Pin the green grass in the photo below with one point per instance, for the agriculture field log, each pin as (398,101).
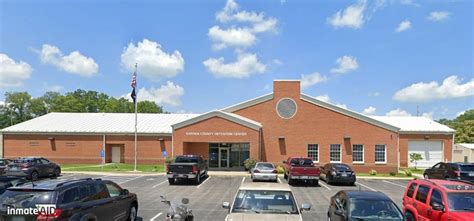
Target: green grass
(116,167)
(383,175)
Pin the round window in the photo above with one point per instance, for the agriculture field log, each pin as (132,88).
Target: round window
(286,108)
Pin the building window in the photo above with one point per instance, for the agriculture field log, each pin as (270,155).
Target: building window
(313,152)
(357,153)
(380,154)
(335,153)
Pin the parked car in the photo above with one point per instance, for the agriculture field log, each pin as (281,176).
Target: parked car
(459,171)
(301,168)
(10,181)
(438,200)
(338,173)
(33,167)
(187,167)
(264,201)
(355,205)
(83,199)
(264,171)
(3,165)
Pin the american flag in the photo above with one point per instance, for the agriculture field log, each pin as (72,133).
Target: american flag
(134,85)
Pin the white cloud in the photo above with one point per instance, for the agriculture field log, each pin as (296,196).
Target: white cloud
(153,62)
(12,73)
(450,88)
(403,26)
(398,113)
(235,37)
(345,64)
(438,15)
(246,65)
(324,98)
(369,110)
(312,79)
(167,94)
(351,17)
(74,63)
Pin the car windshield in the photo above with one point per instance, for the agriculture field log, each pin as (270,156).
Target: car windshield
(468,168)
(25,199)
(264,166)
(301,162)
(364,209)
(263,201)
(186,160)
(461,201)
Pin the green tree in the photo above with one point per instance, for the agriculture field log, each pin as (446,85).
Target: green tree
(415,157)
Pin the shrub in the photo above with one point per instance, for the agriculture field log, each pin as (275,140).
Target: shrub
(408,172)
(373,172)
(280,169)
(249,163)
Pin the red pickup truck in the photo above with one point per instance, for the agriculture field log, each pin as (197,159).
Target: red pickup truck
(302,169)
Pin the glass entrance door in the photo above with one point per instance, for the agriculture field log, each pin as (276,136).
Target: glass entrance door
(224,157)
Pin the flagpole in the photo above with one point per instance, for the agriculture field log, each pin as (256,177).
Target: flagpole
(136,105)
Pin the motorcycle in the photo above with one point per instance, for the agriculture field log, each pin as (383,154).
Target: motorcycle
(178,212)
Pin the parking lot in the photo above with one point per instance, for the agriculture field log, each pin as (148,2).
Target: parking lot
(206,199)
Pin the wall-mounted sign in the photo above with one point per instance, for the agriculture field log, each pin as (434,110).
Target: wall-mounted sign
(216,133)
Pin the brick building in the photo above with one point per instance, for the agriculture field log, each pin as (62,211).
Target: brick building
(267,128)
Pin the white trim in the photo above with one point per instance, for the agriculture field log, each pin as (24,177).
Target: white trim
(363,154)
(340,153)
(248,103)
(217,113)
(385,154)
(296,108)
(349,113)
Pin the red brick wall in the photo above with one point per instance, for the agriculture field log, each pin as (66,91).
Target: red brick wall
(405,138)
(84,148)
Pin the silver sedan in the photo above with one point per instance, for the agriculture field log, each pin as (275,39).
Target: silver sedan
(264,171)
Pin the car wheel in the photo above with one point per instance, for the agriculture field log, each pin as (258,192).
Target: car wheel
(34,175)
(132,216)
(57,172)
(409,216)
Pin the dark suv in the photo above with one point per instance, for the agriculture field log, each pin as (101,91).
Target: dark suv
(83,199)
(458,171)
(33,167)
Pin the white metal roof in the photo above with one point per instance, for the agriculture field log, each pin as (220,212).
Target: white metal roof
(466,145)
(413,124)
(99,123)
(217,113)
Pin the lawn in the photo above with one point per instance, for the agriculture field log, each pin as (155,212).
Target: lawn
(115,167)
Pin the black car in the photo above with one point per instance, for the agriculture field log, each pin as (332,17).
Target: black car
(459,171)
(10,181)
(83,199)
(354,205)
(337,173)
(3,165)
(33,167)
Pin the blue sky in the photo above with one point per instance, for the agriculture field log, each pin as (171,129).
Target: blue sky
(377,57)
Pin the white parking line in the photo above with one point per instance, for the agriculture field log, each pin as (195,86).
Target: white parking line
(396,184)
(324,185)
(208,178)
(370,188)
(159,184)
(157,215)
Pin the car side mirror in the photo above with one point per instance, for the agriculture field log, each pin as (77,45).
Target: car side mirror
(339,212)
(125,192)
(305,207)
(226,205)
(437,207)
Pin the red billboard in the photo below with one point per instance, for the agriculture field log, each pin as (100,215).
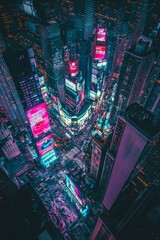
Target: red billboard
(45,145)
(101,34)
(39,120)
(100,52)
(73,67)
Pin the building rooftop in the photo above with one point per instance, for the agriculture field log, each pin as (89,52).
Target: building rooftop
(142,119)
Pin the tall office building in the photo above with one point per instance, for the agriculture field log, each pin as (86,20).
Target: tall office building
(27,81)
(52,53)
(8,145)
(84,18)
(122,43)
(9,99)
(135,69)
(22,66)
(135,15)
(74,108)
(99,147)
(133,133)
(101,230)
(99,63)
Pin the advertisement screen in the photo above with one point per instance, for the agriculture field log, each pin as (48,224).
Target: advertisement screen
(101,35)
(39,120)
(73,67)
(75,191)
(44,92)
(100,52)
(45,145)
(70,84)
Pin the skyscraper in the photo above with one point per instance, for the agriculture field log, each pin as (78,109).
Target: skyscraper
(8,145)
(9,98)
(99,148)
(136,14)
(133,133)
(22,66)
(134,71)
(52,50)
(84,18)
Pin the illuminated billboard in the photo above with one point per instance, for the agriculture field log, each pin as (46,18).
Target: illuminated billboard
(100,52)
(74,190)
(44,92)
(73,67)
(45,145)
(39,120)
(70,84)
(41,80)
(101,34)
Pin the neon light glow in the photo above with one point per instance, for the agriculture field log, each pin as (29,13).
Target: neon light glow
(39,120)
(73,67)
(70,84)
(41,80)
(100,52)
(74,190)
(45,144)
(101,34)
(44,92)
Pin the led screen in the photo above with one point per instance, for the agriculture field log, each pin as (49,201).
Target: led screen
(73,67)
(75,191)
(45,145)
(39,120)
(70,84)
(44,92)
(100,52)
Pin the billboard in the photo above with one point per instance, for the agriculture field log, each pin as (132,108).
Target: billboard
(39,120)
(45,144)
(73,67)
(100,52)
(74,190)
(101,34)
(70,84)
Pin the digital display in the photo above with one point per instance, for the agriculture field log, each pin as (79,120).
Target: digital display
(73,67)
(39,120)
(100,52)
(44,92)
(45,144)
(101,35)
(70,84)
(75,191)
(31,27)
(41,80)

Task instructions = Pictures stay out, and every line of the records is transcribed exactly.

Written solution =
Pin the green grass in the photo below with one point per instance, for the agriculture field log, each pin as (398,101).
Target: green grass
(116,167)
(383,175)
Pin the round window in the photo above with one point per instance, for the agriculture field log, each pin as (132,88).
Target: round window
(286,108)
Pin the building window in the photo above with one point per instance, for the agriculture field log, each pin as (270,155).
Target: building window
(313,152)
(357,153)
(380,154)
(335,153)
Pin the parked car in the photo above with one point per instance, for the agriculture field log, each pin as (281,176).
Target: parked car
(459,171)
(301,168)
(10,181)
(438,200)
(338,173)
(33,167)
(187,167)
(264,201)
(355,205)
(83,199)
(264,171)
(3,165)
Pin the american flag in the photo above with one point per instance, for the agriculture field log, each pin as (72,133).
Target: american flag
(134,85)
Pin the white cloud in the photo above with one point per instance, for the agriculture field log, each pin as (296,196).
Target: white cloud
(153,62)
(12,73)
(450,88)
(403,26)
(398,113)
(235,37)
(345,64)
(438,15)
(246,65)
(324,98)
(369,110)
(312,79)
(167,94)
(351,17)
(74,63)
Pin the car windshield in the photo above with one point per instance, for the agriculture field log, each pin as (270,156).
Target: car windshield
(468,168)
(25,199)
(264,166)
(301,162)
(364,209)
(263,201)
(186,160)
(461,201)
Pin the green tree in the photo above with one point per instance, for the agriculture field log, each pin as (446,85).
Target: green tree
(415,157)
Pin the shrub in the photo above with one point per instance, for the agriculture field log, each pin as (275,140).
Target: shrub
(408,172)
(373,172)
(280,169)
(249,163)
Pin the red pickup truck in the photo above with one point per instance, for the agriculture field log, each pin as (197,159).
Target: red pickup truck
(302,169)
Pin the glass entrance door in the photo above with one point per instance, for the agriculture field log, each pin as (276,136).
Target: glass entrance door
(224,157)
Pin the flagpole in the photo above with one point per instance, for the agriculture field log, each pin as (256,177).
Target: flagpole
(136,105)
Pin the motorcycle in the photo above with one point per instance, for the agriculture field log, each pin as (383,154).
Target: motorcycle
(178,212)
Pin the parking lot in the photo above with one point per instance, for the agriculture field log, each pin as (148,2).
Target: parking lot
(206,199)
Pin the wall-mounted sign in the photo above with one point per instance, for the agriculture field log, each pin as (434,110).
Target: wall-mounted sign
(216,133)
Pin the brick building in the photo above with one point per instance, for the agriculture field log, each pin as (62,211).
Target: brick building
(267,128)
Pin the white trim in the photo above with one point per instance, for the agriculture field log, each pin as (24,177).
Target: white trim
(363,154)
(340,153)
(248,103)
(217,113)
(385,154)
(296,108)
(349,113)
Pin the red brick wall in the photo above with one point per instance, for the agriculture field log, each pin as (66,91).
Target: red brick wall
(405,138)
(84,148)
Pin the silver sedan in the photo above with one point per instance, for the agriculture field log, each pin as (275,39).
Target: silver sedan
(264,171)
Pin the car wheel in the photo above with one point per instance, for the agriculture field log, each pin as (258,192).
Target: car wheel
(34,175)
(132,216)
(57,172)
(409,216)
Pin the dark suv in the photo above with one point per instance, for the agriculture field log, each pin as (101,91).
Target: dark suv
(83,199)
(458,171)
(33,167)
Pin the white metal roof in the photo above with one point per instance, for the agriculture field log, each pin as (220,212).
Target: white metal roof
(466,145)
(413,124)
(99,123)
(217,113)
Pin the lawn in the photo above with one point per instance, for the agriculture field log, each pin as (155,212).
Target: lawn
(115,167)
Pin the black car in the photo above with one point per instance, for the agriculture field log, each pin as (332,17).
Target: black car
(459,171)
(10,181)
(83,199)
(354,205)
(337,173)
(3,165)
(33,167)
Pin the blue sky in the photo above with one point per instance, for the agriculture field log, each pin as (171,129).
Target: blue sky
(377,57)
Pin the white parking line in the photo above with one point per instance, for the agriculture field log, each pin as (195,86).
Target: white parking line
(396,184)
(324,185)
(208,178)
(370,188)
(159,184)
(157,215)
Pin the car side mirror in the photo above with one point per instance, for the agriculture field log, each pin as (77,45).
Target: car side mirror
(339,212)
(125,192)
(305,207)
(226,205)
(437,207)
Pin the red billboard in the photo below with one point per instance, for the agriculture field log, each pin as (100,215).
Target: red billboard
(45,145)
(101,34)
(39,120)
(100,52)
(73,67)
Pin the building rooftop in the photo above with one point per instance, for the agriculture field log, each pin as (89,52).
Target: building rooftop
(142,119)
Pin the tall office building in the photo above with one point per instance, for the agriculture field log, each pin as (86,20).
Target: tall office building
(27,81)
(52,53)
(8,145)
(84,18)
(122,43)
(9,99)
(135,69)
(22,66)
(135,15)
(74,108)
(99,147)
(133,133)
(101,230)
(99,63)
Pin the advertisement screen in the photo above with one point per instance, for the agriculture field log, each pin as (48,224).
Target: advertisement screen
(101,35)
(39,120)
(73,67)
(75,191)
(44,92)
(100,52)
(45,145)
(70,84)
Pin the skyscraper in the photo above with one point per instance, for the agriculture field log, each pin as (78,109).
Target: skyscraper
(8,145)
(9,98)
(99,148)
(136,14)
(133,133)
(22,66)
(134,71)
(52,50)
(84,18)
Pin the illuminated billboard in the photo above with one point per instance, for the agriculture field log, each pin as (46,18).
Target: illuminated billboard
(100,52)
(74,190)
(44,92)
(73,67)
(45,145)
(39,120)
(70,84)
(41,80)
(101,34)
Pin the neon light glow in the photo above with one point per instance, for the agriculture field log, each pin as (29,13).
Target: neon light glow
(39,120)
(73,67)
(70,84)
(41,80)
(100,52)
(74,190)
(45,144)
(101,34)
(44,92)
Pin the led screen in the photo above with one point per instance, for the agriculture field log, each pin as (49,201).
Target: led screen
(73,67)
(75,191)
(45,145)
(39,120)
(70,84)
(44,92)
(100,52)
Pin the billboard in the photo above with one point per instance, for the agriculture field log, each pin as (132,108).
Target: billboard
(39,120)
(45,144)
(73,67)
(100,52)
(74,190)
(101,34)
(70,84)
Pin the digital display in the photo above with one point per instance, for the agriculture field log, each pin as (79,120).
Target: digital display
(73,67)
(39,120)
(100,52)
(44,92)
(45,144)
(101,35)
(70,84)
(75,191)
(31,27)
(41,80)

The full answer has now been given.